**TEXT EXCERPT**
┌──

My little wiener dog Svedka loves to talk. She says, “Hey, gimme that!” when I hold her bone up in the air. She says, “Hey, get that vacuum cleaner away from my door!” when the superintendent rolls by with his Hoover. While sleeping she says, “Hrumph, stupid badger. I’m gonna get you!” She says, “Come on, take me out! I gotta go!” when she dances in circles in front of the door. When I come home she yells out, “Daddy! I’m so glad you’re home, I was so bored!” while shaking her toosh vigorously to keep up with her wagging pencil thin tail.
Like most of us, she talks to herself when nobody else is around. She gets bored, lonely, anxious, and when somebody walks by the door creaking the floor as they pass, Svedka only wants to say hello and have a brief bit of company.
One particular neighbor however has no interest in saying hello.
One day a note was slipped under the door when only Svedka was home. It said Your dog barks ALL DAY LONG in crudely scrawled letters. I said to her, “Do you bark all day long?” She looked at me with her sideways eyes and blinked while wagging her tail. This was news to me.
We asked the neighbors we knew if the barking was as irritating to them as it was to the one anonymous letter writer. “Not at all,” they said unanimously. “She barks on occasion, but nothing that annoying. If anything, the other neighbor’s dogs bark more often.”
We decided to ignore it, and let her talk all she wanted.
A week goes by and a letter from the realtors comes in the mail. We received neighbor complaints about excessive barking. You need to redeem the situation or get rid of the dog. Try leaving the television on at a low volume when you aren’t home. Getting rid of the dog was not an option, so we reluctantly agreed to take a bit of a controversial step to appease the not-so-dog-friendly neighbor.

└──

**REQUIRED ACTION 1**
Put the saved entries into a Markdown table with columns named Row and Line. Start at the first line of the saved entries and go through the line containing "negative clicks: (132, 296) (169, 95)", skipping any blank lines.

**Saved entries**
┌──

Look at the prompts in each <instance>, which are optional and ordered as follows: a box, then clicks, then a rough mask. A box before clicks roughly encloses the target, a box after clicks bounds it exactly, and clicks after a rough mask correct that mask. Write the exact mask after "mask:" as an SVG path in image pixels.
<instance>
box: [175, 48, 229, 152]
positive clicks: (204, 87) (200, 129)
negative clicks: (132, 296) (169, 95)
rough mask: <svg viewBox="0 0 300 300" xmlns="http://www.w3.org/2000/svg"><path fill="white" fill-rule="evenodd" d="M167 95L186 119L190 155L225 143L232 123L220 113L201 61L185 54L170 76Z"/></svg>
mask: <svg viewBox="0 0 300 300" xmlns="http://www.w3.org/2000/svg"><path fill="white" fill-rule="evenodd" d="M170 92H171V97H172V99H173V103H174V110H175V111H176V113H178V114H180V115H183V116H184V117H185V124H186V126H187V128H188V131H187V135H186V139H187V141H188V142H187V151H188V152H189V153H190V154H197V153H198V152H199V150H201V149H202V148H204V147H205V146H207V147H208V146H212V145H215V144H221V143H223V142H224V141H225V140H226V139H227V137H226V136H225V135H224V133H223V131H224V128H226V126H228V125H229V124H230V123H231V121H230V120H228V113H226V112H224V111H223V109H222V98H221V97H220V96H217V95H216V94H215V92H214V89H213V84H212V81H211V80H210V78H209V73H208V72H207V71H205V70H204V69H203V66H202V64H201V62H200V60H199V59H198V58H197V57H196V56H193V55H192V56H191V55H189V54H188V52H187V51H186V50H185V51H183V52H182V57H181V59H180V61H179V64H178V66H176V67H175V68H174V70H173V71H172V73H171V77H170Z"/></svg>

└──

**REQUIRED ACTION 2**
Write the next part of the piece about the talking wiener dog Svedka, starting after its final sentence.

**RESPONSE 1**
| Row | Line |
|---|---|
| 1 | Look at the prompts in each <instance>, which are optional and ordered as follows: a box, then clicks, then a rough mask. A box before clicks roughly encloses the target, a box after clicks bounds it exactly, and clicks after a rough mask correct that mask. Write the exact mask after "mask:" as an SVG path in image pixels. |
| 2 | <instance> |
| 3 | box: [175, 48, 229, 152] |
| 4 | positive clicks: (204, 87) (200, 129) |
| 5 | negative clicks: (132, 296) (169, 95) |

**RESPONSE 2**
The pet store was unusually packed due to the cartoonish Santa who sat in the center of the widest aisle waiting for the next dog or cat or ferret to come sit with him for a picture that the animal had no interest in taking. The dogs were talking loudly, over stimulated by the amounts of treats and toys and rawhides that sat low on the shelf like expensive sugary cereals at the supermarket, and it was nearly impossible to find a representative to point us in the right direction towards the locked up glass case that held the bark control devices.
“I don’t want to do this,” I said while looking through the options. There were remote controlled collars, ones that shocked (or static, as the package so sugar coatedly said), ones that sprayed a citronella mist into their faces, and ones that gave off a sonic noise that only the dog could hear. I had done my research and decided that the best option for my poor little pup was the one with the “static.” The girl opened the case and handed me that package as I proceeded to make a comment about the noise. I’m sure it was only my imagination, but I felt the salesgirls eyes boring into my cruel hands that held this device of torture.
I wanted to put it on myself to test it out first, but I was scared. She was at first excited to have a new collar, but that excitement quickly faded when a woof made her say, “What the hell? That kinda stung!”
I put it on the next day and when I came home she had pooped on the floor, the poop saying, “You’re a dick, and I am so not happy to see you right now.” She wagged her tail anyway, and I did not yell at her while I swiftly took care of the little log of spite.
The next day before work she ran away from me when I came at her with the collar in my hand. “I’m sorry, sweetheart,” I said as I hooked it on. I felt so guilty, her ears were back, her eyes wide and scared as she anticipated more awful feelings around her neck.
After that I kept “forgetting” to put it on, that awful look she gave me that said, “I’m not sure if you’re my favorite anymore,” was just too much to bear. “You can talk all you want,” I whispered into her folded back ear, and she nestled up next to me in her favorite spot on the couch.
She said, “I’m sorry for getting you in trouble,” to which I responded by rubbing her belly.
If Svedka were a human, I would be arrested for endangering a child. I would rather have put it on the neighbor’s neck to keep them from talking, and to shock their neck until they realized that a dog is a dog, and dogs like to speak.
Next time, perhaps, they would move into a building that doesn’t allow pets.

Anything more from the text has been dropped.